#### TRECHO PARA LEITURA
==*==

Uma caçada de Bugres

História - Colonização Alemã - Massacre dos índios Vale do Itajai e região
Presidente do Instituto Sesquicentenário de Brusque
O ataque liderado pelo terrível Martinho Bugreiro contra os índios remanescentes da região de Brusque, há 100 anos, ainda desperta controvérsias e questionamentos. São heróis, justiceiros, matadores de aluguel ou frios assassinos os matadores de índios? Conhecidos por bugreiros, tinham o apoio de parte significativa da comunidade brusquense, inclusive da Prefeitura (então Superintendência Municipal).
Os índios que freqüentavam a região do vale do Itajaí Mirim, chamados de bugres, pertenciam aos Xokleng, do grupo lingüístico dos Jê. Eram Arredios, agressivos e de acentuada resistência sócio-cultural. Conservavam seus padrões de cultura e organização social. Andavam nus e enterravam seus mortos nos ranchos que abandonavam. A atividade de subsistência era centrada na caça e na coleta de alimentos na natureza. Não praticavam a agricultura.
Para a busca da compreensão do documento abaixo publicado - de autoria do padre alemão Francisco Schüler scj, vigário coadjutor da Paróquia São Luís Gonzaga em 1905 e traduzido do alemão para o português pelo padre Eloy Dorvalino Koch,scj - é imprescindível nos transportarmos para o ambiente de então. Índios, que há dezenas de séculos ocupavam toda a região e que pelo direito natural lhes pertencia. Europeus, que mediante pagamento, haviam adquirido um lote de terras do governo imperial brasileiro. O conflito configurava-se previsível. Também ressalte-se que o conhecimento e o respeito para com a diversidade étnica e cultural encontrava-se há anos luz do atual estágio da civilização, ainda marcado por barbáries indescritíveis.

Paulo Vendelino Kons
Presidente do Instituto Sesquicentenário de Brusque


UMA CAÇADA DE BUGRES
Pe. Francisco Damasceno Schüler[1]
Eloy Dorvalino Koch,scj (Tradutor)

É dia de Carnaval. Sendo também feriado escolar, resolvi comunicar-lhes algumas novidades.

==*==

#### DADOS FORNECIDOS
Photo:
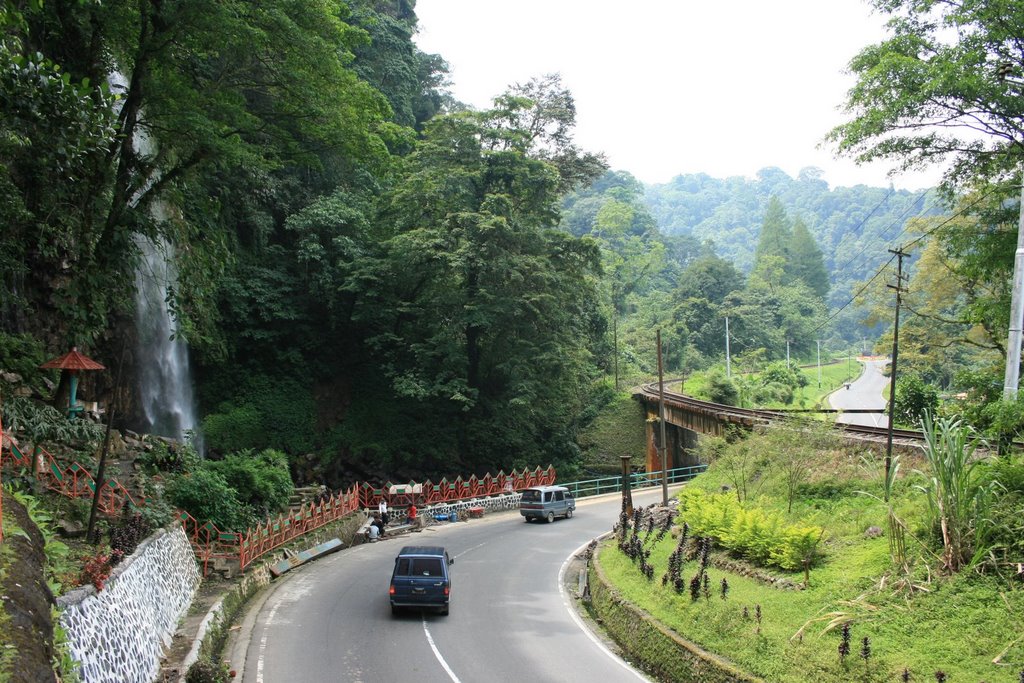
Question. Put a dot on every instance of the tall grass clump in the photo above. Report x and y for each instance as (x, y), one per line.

==*==

#### TAREFAS A REALIZAR
(1) Responda com base no trecho sobre a caçada de bugres:
(a) A que povo e a que grupo linguístico pertenciam os índios chamados de bugres?
(b) Quem traduziu do alemão para o português o documento do padre Francisco Schüler?
(c) Em que atividades se centrava a subsistência desses índios?
(2) Transcreva a parte do trecho sobre a caçada de bugres que vai de "Paulo Vendelino Kons" a "comunicar-lhes algumas novidades.", incluindo as duas passagens.
Os dados não são necessários para nenhuma das tarefas.

#### RESPOSTAS DO EXERCÍCIO
(1)
(a) Pertenciam aos Xokleng, do grupo linguístico dos Jê.
(b) O padre Eloy Dorvalino Koch, scj.
(c) Na caça e na coleta de alimentos na natureza.

(2)
Paulo Vendelino Kons
Presidente do Instituto Sesquicentenário de Brusque


UMA CAÇADA DE BUGRES
Pe. Francisco Damasceno Schüler[1]
Eloy Dorvalino Koch,scj (Tradutor)

É dia de Carnaval. Sendo também feriado escolar, resolvi comunicar-lhes algumas novidades.